GIVEN TASK. In the aotjs project page below, what approach does the author use instead of hiding int32_t values and pointers in the NaN bits of doubles?

SELECTED TEXT.
■ ■ ■ ■ ■ ■ ■

Experimental ahead-of-time JavaScript compiler targetting WebAssembly and native
Switch branches/tags
Nothing to show
Clone or download
Fetching latest commit…
Cannot retrieve the latest commit at this time.
Type Name Latest commit message Commit time
Failed to load latest commit information.


aotjs -- ahead-of-time compilation of JavaScript to LLVM


At this stage this is a thought experiment, with a very early proof of concept of a garbage-collecting JS-like runtime written in C++, which works when compiled to WebAssembly.


Safe, small, moderate-performance JS runtime for application extensions.


  • static compilation of JavaScript to LLVM bitcode
    • native and WebAssembly-based execution
  • memory safety & sandboxing
    • JS code cannot affect things not exposed to it
  • small code size
  • better performance than an interpreter
  • small, but standard-ish JS language implementation
    • target ES6 or so for starters
  • ability to call to the JS runtime from host
  • ability to add JS objects from host


  • not expecting optimized code for polymorphic stuff
  • no support for loading new code at runtime
  • no support for runtime eval() or new Function("source")
  • no in-process resource limits for memory or execution time
    • WebAssembly sandbox can apply a hard memory limit
    • browser will eventually halt super-long loops

Things to compare with

Big engines

  • SpiderMonkey's interpreter mode
  • ChakraCore's interpreter mode
  • V8's interpreter mode

Smaller interpreters

  • duktape
  • jerryscript

Smaller compilers

How it might work

  • direct from LLVM to wasm
    • hello.js -> hello.o -> hello.wasm
  • emit C++ source code
    • hello.js -> hello.cpp -> hello.o -> hello.wasm

Language considerations


JS values may be of these types:

  • number (double)
  • number (int32_t optimized subset of doubles)
  • string, symbol, object (pointer to obj struct)
  • null, undefined (special values)
  • boolean (special values)

Many VMs do crazy things like using NaN bits in doubles to signal that the 64-bit value actually contains an int32_t or pointer instead of a double. While this appears to work in WebAssembly -- as long as you don't transfer double values outside to the host environment -- I'm going with tagged pointers instead to be more similar to planned native Wasm GC in the future.


WebAssembly participates in the host JavaScript environment's stack unwinding when exceptions are thrown, but provides no way to catch an exception or get information about a stack trace. Ouch!

This means we either have to avoid doing exception handling, or every function call has to be followed by a check for exception state. emscripten does this optionally for C++ code but it's known to be slow, so it's generally recommended to disable exceptions (!).

Hypothetically you could also build both fast-path and slow-path versions of all functions, so the slow-path gets called if inside a try block. This would increase binary size, though, and is probably not worth it for my use case where safety and download size are more likely important than runtime speed.

Garbage collection

Because JS is garbage-collected, we need to use a GC engine of some kind that can link into C/C++.

The traditional Boehm libgc seems like it won't work here since it can't access the wasm/js stack directly.

■ ■ ■ ■ ■ ■ ■

RECORDED DATA.

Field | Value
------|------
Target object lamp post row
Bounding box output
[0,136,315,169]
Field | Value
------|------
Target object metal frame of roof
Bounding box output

■ ■ ■ ■ ■ ■ ■

FULL ANSWER. Tagged pointers, to be more similar to the planned native Wasm GC.